+++ 引用文 +++

P=(b-s)×f’/C ・・・式(3)
(b:0.1mol/L水酸化カリウムの滴定量[mL]、s:空試験での0.1mol/L水酸化カリウムの滴定量[mL]、f’:0.1mol/L水酸化カリウムの力価係数、C:測定試料の質量[g])
【0022】
同様の観点から、バインダとして含まれるCMCのアルカリ金属塩は、25℃における1質量%水溶液の粘度が、好ましくは10mPa・s以上、更に好ましくは15mPa・s以上であり、また好ましくは40mPa・s以下、更に好ましくは35mPa・s以下である。同様に、CMC塩は、25℃における5質量%水溶液の粘度が好ましくは2500mPa・s以上、更に好ましくは2700mPa・s以上であり、また好ましくは4000mPa・s以下、更に好ましくは3800mPa・sである。また同様に、バインダとして含まれるCMCは、60℃における5質量%水溶液の粘度が、好ましくは1200mPa・s以下である。CMC水溶液の粘度は、例えばTVB-10形粘度計(東機産業社製)を用いて、適切なローターを取り付け、ローター回転数を60rpmで回転させて測定を開始したときに、測定開始3分後の値とすることができる。

+++

■ **指示 A**
次の(i)〜(iii)がCMCの粘度に関する引用文と合うかどうかを「はい」か「いいえ」で答え、決め手となる本文の語句を一字も変えずに引用すること。
(i) CMCのアルカリ金属塩の25℃における1質量%水溶液の粘度は、好ましくは10mPa・s以上である。
(ii) CMCの60℃における5質量%水溶液の粘度は、好ましくは1200mPa・s以上である。
(iii) 粘度の測定では、ローター回転数を60rpmにする。

+++ レコード一覧 +++

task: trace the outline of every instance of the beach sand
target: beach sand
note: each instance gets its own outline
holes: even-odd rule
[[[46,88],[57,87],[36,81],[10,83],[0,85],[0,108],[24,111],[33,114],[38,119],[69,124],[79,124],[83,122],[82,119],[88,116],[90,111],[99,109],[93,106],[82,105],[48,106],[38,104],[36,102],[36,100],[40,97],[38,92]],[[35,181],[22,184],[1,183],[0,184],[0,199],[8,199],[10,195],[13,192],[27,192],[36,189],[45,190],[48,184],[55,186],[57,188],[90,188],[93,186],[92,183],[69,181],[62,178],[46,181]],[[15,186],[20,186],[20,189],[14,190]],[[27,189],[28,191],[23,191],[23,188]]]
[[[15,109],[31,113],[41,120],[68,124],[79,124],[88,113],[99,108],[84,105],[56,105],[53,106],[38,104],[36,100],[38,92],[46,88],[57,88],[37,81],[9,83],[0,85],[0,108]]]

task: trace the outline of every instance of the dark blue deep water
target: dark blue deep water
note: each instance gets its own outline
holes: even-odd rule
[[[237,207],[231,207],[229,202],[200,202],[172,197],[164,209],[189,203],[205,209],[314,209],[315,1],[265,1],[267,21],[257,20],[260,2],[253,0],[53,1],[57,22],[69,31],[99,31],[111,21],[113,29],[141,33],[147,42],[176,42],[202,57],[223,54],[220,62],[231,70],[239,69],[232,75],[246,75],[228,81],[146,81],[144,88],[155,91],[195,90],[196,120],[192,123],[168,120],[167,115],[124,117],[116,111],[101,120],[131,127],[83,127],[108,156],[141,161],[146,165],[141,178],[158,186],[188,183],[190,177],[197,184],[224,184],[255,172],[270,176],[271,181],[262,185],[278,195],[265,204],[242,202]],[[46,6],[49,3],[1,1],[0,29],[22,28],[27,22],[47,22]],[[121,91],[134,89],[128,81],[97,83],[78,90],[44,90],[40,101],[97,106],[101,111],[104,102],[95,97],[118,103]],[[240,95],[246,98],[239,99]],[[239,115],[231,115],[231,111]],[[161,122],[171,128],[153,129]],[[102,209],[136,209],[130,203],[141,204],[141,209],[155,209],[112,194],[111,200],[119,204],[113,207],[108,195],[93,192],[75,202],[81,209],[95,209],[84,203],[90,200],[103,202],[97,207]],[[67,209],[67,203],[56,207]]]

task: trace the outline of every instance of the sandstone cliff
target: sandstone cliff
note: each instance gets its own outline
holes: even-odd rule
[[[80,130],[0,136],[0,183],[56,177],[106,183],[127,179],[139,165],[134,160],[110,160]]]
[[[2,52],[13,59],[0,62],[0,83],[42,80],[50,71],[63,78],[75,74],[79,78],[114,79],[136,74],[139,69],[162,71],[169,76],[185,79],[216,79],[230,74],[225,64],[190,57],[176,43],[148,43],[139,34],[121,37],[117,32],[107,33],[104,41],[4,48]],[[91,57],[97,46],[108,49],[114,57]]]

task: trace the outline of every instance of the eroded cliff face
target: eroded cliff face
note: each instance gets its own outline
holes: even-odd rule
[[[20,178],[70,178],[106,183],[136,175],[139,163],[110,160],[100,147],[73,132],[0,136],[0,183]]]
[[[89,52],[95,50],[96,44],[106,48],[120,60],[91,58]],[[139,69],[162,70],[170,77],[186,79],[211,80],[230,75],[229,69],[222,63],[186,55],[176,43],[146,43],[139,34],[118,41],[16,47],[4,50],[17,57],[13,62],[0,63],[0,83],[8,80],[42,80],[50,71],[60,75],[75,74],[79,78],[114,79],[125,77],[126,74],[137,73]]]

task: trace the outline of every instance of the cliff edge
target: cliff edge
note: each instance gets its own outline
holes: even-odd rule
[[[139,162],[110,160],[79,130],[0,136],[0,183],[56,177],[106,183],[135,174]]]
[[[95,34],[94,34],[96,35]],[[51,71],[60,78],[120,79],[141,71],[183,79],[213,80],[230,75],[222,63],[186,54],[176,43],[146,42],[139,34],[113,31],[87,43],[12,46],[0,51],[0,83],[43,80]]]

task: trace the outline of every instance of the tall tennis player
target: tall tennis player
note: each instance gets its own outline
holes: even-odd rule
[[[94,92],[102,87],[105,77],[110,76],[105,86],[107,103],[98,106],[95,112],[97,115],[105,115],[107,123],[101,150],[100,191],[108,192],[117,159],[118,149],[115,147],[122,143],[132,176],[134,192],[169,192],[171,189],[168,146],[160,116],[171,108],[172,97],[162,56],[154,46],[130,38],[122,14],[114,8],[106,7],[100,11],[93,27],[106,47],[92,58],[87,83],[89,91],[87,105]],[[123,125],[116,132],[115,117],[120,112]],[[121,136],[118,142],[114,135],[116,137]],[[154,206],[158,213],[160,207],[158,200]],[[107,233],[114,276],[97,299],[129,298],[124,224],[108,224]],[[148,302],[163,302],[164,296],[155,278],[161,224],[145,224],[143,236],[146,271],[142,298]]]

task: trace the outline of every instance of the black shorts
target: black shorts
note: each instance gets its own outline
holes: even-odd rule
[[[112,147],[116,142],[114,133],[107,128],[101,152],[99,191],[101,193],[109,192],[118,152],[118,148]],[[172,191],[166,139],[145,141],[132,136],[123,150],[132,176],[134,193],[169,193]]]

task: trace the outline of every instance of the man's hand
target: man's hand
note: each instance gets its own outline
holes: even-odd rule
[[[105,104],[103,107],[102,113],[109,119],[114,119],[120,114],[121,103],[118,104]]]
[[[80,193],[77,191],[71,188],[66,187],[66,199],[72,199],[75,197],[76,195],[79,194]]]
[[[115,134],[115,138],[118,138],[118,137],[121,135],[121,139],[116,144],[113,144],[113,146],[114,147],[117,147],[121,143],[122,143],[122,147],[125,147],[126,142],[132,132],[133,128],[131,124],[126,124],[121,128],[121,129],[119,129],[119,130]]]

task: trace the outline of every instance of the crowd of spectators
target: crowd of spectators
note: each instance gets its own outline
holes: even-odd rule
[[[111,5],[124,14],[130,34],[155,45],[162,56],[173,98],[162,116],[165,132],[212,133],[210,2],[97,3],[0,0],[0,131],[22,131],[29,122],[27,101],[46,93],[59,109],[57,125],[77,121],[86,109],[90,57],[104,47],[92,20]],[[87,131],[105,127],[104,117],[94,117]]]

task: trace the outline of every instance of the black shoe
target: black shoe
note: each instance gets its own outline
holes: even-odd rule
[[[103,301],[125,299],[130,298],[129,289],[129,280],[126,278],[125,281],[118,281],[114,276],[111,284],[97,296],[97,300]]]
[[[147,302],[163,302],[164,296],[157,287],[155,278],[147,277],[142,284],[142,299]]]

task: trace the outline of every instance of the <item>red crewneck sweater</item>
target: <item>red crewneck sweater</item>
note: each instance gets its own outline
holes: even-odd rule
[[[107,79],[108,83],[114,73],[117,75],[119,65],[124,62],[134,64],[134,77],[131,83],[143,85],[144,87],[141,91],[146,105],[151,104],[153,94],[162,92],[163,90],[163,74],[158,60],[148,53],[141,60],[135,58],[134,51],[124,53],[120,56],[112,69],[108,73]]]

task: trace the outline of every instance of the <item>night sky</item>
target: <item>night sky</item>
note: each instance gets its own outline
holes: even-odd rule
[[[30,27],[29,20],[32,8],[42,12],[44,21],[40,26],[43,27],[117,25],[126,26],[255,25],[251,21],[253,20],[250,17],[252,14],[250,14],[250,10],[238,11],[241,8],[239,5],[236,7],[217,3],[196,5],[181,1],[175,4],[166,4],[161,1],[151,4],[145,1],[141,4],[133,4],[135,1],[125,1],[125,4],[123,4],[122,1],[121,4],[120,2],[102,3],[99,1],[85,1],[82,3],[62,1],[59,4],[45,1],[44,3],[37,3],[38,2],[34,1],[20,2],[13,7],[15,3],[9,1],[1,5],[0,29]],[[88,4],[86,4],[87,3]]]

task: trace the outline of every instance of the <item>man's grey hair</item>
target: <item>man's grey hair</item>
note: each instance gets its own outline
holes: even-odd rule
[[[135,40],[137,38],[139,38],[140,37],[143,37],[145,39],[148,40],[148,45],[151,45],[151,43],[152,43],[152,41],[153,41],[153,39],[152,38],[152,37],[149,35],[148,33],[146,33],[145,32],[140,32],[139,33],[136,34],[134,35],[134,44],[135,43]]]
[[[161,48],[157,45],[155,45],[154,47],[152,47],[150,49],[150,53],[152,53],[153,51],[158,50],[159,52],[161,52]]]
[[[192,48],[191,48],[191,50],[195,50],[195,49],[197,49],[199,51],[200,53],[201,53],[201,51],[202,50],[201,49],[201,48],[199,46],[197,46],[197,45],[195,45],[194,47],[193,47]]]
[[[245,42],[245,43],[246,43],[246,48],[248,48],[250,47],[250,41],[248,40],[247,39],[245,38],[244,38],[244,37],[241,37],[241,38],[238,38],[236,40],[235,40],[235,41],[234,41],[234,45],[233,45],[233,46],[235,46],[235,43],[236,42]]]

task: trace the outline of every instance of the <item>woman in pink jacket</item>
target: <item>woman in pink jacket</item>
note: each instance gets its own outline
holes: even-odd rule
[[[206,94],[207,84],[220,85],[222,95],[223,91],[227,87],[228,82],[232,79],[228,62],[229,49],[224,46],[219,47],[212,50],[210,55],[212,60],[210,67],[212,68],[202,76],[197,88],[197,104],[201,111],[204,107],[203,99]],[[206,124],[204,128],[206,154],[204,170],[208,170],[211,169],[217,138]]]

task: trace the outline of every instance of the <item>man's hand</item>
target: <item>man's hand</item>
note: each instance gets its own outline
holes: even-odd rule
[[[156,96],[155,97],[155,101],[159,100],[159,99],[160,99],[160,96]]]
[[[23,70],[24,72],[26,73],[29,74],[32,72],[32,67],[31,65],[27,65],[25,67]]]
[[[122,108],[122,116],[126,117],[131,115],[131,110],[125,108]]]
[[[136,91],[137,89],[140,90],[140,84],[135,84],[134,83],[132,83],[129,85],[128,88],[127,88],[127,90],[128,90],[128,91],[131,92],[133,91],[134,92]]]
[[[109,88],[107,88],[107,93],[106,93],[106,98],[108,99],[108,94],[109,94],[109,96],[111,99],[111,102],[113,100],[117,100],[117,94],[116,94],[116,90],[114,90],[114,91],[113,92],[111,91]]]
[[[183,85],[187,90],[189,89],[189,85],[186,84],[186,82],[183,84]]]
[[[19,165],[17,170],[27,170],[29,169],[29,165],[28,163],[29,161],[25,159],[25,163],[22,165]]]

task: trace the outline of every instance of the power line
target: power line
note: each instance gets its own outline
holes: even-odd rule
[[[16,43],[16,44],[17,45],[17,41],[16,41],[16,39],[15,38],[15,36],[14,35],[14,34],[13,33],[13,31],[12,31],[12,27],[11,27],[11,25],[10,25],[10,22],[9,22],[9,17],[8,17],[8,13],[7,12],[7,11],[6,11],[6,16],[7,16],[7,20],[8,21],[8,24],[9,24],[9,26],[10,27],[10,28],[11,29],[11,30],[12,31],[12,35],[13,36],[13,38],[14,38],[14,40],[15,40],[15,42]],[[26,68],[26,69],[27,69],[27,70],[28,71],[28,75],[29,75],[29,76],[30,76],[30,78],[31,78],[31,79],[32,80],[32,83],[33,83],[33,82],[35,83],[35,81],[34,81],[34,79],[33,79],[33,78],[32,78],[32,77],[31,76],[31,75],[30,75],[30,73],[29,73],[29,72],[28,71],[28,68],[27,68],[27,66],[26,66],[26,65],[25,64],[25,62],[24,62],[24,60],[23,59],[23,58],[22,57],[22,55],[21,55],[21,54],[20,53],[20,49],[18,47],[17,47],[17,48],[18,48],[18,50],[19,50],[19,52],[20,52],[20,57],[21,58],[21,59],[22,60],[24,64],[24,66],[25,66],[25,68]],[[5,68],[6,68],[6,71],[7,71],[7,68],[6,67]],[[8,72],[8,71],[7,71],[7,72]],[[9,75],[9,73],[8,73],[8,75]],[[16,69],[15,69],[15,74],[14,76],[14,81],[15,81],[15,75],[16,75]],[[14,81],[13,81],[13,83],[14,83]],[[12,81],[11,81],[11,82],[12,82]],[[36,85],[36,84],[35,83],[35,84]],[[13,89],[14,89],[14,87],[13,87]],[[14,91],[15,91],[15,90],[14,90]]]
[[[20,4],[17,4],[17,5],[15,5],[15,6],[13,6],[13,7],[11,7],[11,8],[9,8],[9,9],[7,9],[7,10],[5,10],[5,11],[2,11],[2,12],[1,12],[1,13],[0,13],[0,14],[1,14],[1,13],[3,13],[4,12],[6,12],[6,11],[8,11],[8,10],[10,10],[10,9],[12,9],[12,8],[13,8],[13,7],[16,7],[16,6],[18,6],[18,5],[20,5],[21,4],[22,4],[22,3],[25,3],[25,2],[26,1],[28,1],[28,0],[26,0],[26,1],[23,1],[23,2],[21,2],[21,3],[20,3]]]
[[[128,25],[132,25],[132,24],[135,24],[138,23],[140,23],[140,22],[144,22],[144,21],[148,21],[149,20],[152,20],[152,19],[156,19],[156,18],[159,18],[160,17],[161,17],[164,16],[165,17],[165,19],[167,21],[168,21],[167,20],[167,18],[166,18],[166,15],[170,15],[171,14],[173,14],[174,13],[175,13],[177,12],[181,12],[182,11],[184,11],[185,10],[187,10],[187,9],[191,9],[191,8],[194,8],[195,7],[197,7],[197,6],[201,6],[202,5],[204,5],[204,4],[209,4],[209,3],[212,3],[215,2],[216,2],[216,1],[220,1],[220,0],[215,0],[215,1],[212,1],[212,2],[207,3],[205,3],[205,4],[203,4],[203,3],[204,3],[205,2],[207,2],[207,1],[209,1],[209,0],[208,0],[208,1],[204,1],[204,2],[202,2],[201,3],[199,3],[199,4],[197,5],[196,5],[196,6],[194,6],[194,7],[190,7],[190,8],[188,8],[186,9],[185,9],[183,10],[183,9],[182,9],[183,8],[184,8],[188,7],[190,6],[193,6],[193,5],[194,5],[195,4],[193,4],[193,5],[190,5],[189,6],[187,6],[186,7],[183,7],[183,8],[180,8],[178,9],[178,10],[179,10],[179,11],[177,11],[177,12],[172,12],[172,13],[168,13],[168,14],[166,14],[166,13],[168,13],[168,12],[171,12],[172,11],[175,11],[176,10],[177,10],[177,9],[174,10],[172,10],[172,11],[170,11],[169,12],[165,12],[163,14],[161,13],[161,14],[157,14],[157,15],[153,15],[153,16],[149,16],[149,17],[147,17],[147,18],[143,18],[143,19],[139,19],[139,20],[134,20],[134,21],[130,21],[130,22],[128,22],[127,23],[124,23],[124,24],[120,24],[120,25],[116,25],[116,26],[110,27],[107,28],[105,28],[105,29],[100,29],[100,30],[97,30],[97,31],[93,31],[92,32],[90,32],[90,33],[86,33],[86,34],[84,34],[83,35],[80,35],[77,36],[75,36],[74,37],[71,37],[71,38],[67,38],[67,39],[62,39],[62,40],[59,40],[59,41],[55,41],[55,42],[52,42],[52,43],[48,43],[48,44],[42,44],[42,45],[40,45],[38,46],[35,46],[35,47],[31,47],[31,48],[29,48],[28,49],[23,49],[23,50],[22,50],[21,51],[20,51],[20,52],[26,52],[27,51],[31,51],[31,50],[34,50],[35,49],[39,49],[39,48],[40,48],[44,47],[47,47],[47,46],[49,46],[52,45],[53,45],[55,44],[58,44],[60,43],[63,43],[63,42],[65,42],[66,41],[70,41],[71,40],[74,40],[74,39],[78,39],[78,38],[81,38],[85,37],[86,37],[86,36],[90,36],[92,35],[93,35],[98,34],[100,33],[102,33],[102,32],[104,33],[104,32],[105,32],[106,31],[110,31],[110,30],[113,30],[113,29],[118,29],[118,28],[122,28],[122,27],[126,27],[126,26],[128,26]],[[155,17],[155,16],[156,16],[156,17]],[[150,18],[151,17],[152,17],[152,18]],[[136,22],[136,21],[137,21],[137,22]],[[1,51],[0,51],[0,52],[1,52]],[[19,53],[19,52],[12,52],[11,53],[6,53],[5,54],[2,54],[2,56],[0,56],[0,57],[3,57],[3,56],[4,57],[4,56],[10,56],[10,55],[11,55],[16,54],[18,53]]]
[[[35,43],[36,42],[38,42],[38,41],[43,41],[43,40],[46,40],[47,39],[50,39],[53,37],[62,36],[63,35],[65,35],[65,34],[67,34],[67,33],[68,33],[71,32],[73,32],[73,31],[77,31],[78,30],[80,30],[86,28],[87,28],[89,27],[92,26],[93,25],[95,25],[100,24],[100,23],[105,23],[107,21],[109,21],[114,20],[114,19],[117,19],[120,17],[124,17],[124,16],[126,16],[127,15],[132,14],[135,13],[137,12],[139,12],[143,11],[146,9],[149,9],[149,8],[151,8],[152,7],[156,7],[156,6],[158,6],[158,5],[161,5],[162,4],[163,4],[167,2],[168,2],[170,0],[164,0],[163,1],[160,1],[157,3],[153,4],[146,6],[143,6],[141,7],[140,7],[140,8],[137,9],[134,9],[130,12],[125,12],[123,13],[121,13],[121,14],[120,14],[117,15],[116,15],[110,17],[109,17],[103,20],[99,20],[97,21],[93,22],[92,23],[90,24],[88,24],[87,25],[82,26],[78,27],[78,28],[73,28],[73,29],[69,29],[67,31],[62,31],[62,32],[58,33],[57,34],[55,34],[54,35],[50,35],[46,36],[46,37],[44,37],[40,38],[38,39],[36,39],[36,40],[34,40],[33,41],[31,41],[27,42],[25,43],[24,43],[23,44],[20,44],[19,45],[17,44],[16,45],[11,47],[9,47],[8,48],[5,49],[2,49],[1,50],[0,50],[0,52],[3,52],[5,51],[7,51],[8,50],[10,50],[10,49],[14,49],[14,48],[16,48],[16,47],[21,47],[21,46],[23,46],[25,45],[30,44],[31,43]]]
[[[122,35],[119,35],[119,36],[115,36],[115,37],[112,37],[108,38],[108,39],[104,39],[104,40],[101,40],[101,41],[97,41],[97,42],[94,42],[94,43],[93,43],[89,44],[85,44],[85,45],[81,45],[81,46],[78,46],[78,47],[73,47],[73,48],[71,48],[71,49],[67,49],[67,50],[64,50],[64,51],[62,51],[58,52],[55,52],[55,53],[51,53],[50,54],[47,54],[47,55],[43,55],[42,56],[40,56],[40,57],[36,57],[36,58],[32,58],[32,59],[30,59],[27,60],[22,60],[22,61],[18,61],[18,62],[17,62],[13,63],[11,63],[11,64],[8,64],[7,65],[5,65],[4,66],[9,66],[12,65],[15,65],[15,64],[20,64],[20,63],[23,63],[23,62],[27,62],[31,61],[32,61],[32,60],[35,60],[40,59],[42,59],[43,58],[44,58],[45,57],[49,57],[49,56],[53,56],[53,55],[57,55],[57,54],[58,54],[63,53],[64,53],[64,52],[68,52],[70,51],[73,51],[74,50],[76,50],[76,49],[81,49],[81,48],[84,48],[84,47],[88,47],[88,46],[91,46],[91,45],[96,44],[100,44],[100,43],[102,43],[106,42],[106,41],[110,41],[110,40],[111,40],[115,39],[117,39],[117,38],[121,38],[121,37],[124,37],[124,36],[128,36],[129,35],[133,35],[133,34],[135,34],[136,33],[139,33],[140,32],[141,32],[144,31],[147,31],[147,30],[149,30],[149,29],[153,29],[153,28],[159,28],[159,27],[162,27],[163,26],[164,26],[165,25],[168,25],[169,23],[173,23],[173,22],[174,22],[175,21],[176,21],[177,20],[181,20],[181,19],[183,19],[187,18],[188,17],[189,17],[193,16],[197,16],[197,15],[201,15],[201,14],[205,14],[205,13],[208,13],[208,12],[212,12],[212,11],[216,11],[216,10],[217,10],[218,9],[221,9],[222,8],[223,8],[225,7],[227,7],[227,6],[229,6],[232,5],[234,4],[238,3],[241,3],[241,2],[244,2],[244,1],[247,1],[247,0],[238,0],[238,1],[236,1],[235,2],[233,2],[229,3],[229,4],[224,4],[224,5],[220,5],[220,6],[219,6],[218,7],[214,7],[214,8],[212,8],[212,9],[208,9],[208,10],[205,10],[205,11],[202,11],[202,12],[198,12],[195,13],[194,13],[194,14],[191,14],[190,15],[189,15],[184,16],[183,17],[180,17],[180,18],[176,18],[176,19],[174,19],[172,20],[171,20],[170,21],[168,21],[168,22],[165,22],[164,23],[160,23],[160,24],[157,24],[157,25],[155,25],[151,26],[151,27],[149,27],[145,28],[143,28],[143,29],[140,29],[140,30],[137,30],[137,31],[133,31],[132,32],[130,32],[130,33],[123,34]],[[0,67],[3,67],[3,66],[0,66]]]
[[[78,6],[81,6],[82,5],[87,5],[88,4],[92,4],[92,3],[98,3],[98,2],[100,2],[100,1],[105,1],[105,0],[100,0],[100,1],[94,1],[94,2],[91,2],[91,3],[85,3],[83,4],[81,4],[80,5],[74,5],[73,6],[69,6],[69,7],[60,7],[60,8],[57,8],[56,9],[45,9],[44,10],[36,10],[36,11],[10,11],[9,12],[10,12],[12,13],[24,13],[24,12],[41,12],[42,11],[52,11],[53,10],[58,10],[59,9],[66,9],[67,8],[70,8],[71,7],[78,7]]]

+++

■ **指示 B**
レコードから、文字列「face」を含む行をすべて抜き出すこと。

■ **解答 A**
(i) はい 「25℃における1質量%水溶液の粘度が、好ましくは10mPa・s以上」
(ii) いいえ 「60℃における5質量%水溶液の粘度が、好ましくは1200mPa・s以下である」
(iii) はい 「ローター回転数を60rpmで回転させて」

■ **解答 B**
task: trace the outline of every instance of the eroded cliff face
target: eroded cliff face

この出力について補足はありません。